-- Written instruction --
All entries should be output exactly as they stand.

-- Extracted information --

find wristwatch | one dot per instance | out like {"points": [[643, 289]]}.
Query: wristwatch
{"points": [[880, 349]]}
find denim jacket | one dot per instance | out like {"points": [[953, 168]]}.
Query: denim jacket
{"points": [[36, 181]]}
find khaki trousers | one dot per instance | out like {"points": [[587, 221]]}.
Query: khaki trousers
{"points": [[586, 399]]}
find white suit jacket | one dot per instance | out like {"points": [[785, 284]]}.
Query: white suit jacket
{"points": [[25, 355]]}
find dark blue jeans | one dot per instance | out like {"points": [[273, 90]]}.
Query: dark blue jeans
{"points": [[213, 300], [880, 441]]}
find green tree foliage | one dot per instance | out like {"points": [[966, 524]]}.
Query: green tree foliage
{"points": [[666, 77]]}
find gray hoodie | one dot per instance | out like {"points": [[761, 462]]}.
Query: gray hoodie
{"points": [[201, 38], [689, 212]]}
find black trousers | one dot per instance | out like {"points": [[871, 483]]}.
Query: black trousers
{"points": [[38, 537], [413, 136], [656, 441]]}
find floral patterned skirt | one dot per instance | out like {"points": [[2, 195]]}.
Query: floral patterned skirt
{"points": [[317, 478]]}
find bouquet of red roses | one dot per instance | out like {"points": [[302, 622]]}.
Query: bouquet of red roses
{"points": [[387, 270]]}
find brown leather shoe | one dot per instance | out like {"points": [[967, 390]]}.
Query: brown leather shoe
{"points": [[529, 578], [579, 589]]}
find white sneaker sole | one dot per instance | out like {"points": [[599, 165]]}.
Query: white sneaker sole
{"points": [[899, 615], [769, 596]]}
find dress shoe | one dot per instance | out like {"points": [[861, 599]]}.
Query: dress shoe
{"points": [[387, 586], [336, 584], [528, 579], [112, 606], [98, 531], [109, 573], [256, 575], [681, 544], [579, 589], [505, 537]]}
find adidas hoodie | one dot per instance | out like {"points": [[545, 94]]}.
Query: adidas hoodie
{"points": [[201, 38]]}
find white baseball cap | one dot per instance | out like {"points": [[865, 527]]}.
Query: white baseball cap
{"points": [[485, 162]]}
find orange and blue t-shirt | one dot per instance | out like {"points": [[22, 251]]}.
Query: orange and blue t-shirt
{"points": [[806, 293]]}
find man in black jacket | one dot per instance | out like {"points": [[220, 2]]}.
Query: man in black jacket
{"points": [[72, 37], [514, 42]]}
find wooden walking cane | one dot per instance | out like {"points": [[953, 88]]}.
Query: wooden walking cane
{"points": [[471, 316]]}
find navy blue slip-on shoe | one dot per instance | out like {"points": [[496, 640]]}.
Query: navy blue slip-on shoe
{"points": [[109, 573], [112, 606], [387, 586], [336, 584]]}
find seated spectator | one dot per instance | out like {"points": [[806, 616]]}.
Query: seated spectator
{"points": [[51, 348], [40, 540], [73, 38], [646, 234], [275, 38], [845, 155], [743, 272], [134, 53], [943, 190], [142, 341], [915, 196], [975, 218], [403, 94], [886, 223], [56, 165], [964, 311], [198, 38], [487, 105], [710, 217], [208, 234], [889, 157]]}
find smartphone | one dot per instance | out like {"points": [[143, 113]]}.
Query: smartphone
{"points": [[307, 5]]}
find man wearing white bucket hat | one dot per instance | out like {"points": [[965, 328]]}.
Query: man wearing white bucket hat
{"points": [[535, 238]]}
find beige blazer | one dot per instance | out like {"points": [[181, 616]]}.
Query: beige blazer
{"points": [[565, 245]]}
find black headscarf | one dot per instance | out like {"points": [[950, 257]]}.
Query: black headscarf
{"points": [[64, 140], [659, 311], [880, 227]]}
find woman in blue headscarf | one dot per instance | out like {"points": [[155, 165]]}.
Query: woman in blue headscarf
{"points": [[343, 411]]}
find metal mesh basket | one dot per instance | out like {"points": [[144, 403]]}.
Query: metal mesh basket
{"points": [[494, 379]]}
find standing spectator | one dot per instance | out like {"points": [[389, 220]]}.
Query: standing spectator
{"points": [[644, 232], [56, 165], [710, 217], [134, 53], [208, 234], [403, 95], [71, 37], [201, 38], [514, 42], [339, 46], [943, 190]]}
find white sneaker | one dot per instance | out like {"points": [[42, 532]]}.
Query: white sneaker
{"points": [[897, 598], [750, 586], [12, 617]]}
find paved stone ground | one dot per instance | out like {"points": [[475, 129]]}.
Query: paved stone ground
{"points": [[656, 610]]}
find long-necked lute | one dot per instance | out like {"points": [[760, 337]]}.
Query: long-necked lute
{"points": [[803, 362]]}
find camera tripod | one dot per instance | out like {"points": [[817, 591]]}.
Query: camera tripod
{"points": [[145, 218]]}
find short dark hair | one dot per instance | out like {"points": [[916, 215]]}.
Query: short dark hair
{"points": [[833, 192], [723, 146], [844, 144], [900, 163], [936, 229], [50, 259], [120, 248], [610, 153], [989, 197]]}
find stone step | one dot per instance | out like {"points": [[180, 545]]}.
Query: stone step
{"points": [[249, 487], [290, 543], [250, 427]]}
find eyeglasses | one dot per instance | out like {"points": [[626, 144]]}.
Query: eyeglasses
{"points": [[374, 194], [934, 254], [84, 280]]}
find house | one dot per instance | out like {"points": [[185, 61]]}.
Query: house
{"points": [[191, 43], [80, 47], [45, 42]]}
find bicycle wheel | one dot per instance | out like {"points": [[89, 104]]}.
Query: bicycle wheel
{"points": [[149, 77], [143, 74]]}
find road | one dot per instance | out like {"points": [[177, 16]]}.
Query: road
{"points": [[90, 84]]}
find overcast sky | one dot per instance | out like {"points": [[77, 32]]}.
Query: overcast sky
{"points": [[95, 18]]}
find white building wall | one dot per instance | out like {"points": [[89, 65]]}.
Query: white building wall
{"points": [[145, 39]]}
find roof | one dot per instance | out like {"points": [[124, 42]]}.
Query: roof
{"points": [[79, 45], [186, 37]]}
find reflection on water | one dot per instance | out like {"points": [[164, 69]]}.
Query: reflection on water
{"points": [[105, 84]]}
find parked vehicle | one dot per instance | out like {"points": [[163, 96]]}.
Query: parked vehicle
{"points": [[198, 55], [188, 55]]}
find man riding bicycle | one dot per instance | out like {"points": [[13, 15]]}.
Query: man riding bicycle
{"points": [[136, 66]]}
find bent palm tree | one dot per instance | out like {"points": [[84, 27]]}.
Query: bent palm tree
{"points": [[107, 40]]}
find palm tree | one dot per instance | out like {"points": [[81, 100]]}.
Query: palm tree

-- Written reply --
find wristwatch | one dot per instance | out like {"points": [[643, 289]]}.
Query: wristwatch
{"points": [[880, 349]]}
find denim jacket | one dot per instance | out like {"points": [[953, 168]]}.
Query: denim jacket
{"points": [[36, 181]]}
find khaki trousers | one dot per instance | out like {"points": [[587, 221]]}.
Query: khaki trousers
{"points": [[586, 399]]}
find white suit jacket | one dot per instance | out like {"points": [[785, 284]]}.
Query: white suit jacket
{"points": [[25, 355]]}
find dark blue jeans | one dot per instance | out like {"points": [[273, 90]]}.
Query: dark blue jeans
{"points": [[213, 300], [880, 441]]}
find green tree foliage | one dot per instance | out like {"points": [[966, 524]]}.
Query: green tree foliage
{"points": [[666, 77]]}
find gray hoodie | one dot per instance | out like {"points": [[761, 462]]}.
Query: gray hoodie
{"points": [[201, 38], [689, 212]]}
find black trousers | one dot per instance | out like {"points": [[871, 483]]}.
Query: black trousers
{"points": [[38, 537], [413, 136], [656, 441]]}
find floral patterned skirt | one dot per instance | out like {"points": [[2, 195]]}.
Query: floral patterned skirt
{"points": [[317, 478]]}
find bouquet of red roses | one dot per instance | out like {"points": [[302, 622]]}.
Query: bouquet of red roses
{"points": [[387, 270]]}
find brown leather shoe | one dot per instance | out like {"points": [[967, 390]]}.
Query: brown leather shoe
{"points": [[529, 578], [579, 589]]}
find white sneaker sole | one dot per instance | out like {"points": [[599, 165]]}.
Query: white sneaker sole
{"points": [[899, 615], [769, 596]]}
find dress shoe | one dot per instance | out like {"points": [[861, 599]]}.
Query: dress shoe
{"points": [[387, 586], [336, 584], [528, 579], [112, 606], [98, 531], [109, 573], [256, 575], [681, 544], [579, 589], [505, 537]]}
find adidas hoodie | one dot per instance | out like {"points": [[545, 94]]}.
Query: adidas hoodie
{"points": [[201, 38]]}
find white baseball cap | one dot per instance | out like {"points": [[865, 527]]}.
Query: white baseball cap
{"points": [[485, 162]]}
find orange and blue t-shirt | one dot per instance | out like {"points": [[22, 251]]}.
Query: orange and blue t-shirt
{"points": [[806, 293]]}
find man in black jacket | one dot per instance | out like {"points": [[220, 2]]}.
Query: man in black jacket
{"points": [[72, 37], [514, 42]]}
find wooden walking cane | one dot per instance | out like {"points": [[953, 88]]}.
Query: wooden walking cane
{"points": [[471, 316]]}
find navy blue slip-on shoe | one dot per instance | out like {"points": [[496, 640]]}.
Query: navy blue slip-on shoe
{"points": [[109, 573], [112, 606], [387, 586], [336, 584]]}
find seated spectator | one dot per instance | out like {"points": [[806, 616]]}.
Query: seated spectator
{"points": [[51, 348], [40, 540], [73, 38], [646, 234], [275, 38], [845, 155], [743, 272], [134, 53], [943, 190], [142, 341], [915, 196], [975, 218], [403, 94], [886, 223], [56, 165], [964, 311], [198, 38], [487, 105], [710, 217], [208, 234], [889, 157]]}
find smartphone | one dot per instance | out like {"points": [[143, 113]]}.
Query: smartphone
{"points": [[307, 5]]}
find man wearing white bucket hat | one dot per instance | out like {"points": [[965, 328]]}.
Query: man wearing white bucket hat
{"points": [[535, 238]]}
find beige blazer | one dot per instance | out like {"points": [[181, 616]]}.
Query: beige blazer
{"points": [[565, 245]]}
find black headscarf | one dot per instance | out like {"points": [[950, 257]]}.
Query: black headscarf
{"points": [[64, 140], [659, 311], [880, 227]]}
find woman in blue headscarf | one dot per instance | out like {"points": [[155, 165]]}.
Query: woman in blue headscarf
{"points": [[343, 411]]}
find metal mesh basket | one dot per instance | out like {"points": [[144, 403]]}.
Query: metal mesh basket
{"points": [[494, 379]]}
find standing spectator | one dot per instance | out like {"points": [[389, 220]]}.
Query: standing spectator
{"points": [[644, 232], [56, 165], [710, 217], [134, 53], [208, 234], [403, 95], [71, 37], [201, 38], [514, 42], [339, 46], [943, 190]]}
find white sneaker | one dot per instance | out like {"points": [[42, 532]]}.
Query: white sneaker
{"points": [[897, 598], [750, 586], [12, 617]]}
find paved stone ground | one dot per instance | out like {"points": [[475, 129]]}.
Query: paved stone ground
{"points": [[656, 610]]}
find long-necked lute | one dot per instance | out like {"points": [[760, 337]]}.
Query: long-necked lute
{"points": [[803, 362]]}
find camera tripod | one dot per instance | out like {"points": [[817, 591]]}.
Query: camera tripod
{"points": [[145, 218]]}
find short dark hair | one dot per instance | out like {"points": [[916, 215]]}.
Query: short dark hair
{"points": [[833, 192], [723, 146], [844, 144], [900, 163], [936, 229], [50, 259], [120, 248], [610, 153], [989, 197]]}
find stone step | one dot per instance | out like {"points": [[180, 545]]}.
Query: stone step
{"points": [[249, 487], [290, 543], [250, 427]]}
find eyeglasses | one dot per instance | out like {"points": [[626, 144]]}.
Query: eyeglasses
{"points": [[374, 194], [934, 254], [84, 280]]}
find house | one dot per instance | out like {"points": [[185, 61]]}.
Query: house
{"points": [[191, 43], [80, 47], [45, 42]]}
find bicycle wheel | one dot per instance | out like {"points": [[89, 104]]}.
Query: bicycle wheel
{"points": [[149, 77], [143, 74]]}
find road | one dot per instance | out like {"points": [[177, 16]]}.
Query: road
{"points": [[90, 84]]}
find overcast sky | one dot per instance | out like {"points": [[77, 32]]}.
Query: overcast sky
{"points": [[95, 18]]}
find white building wall | one dot per instance | out like {"points": [[89, 65]]}.
Query: white building wall
{"points": [[145, 39]]}
find roof | one dot per instance | out like {"points": [[124, 42]]}.
Query: roof
{"points": [[79, 45], [186, 37]]}
find reflection on water | one dot per instance | out like {"points": [[164, 69]]}.
Query: reflection on water
{"points": [[105, 84]]}
find parked vehicle | one dot per instance | out like {"points": [[163, 96]]}.
Query: parked vehicle
{"points": [[198, 55], [188, 55]]}
find man riding bicycle | one dot per instance | out like {"points": [[13, 15]]}.
Query: man riding bicycle
{"points": [[136, 66]]}
find bent palm tree | one dot per instance | out like {"points": [[84, 27]]}.
Query: bent palm tree
{"points": [[107, 40]]}
find palm tree | one dot per instance | out like {"points": [[81, 100]]}.
Query: palm tree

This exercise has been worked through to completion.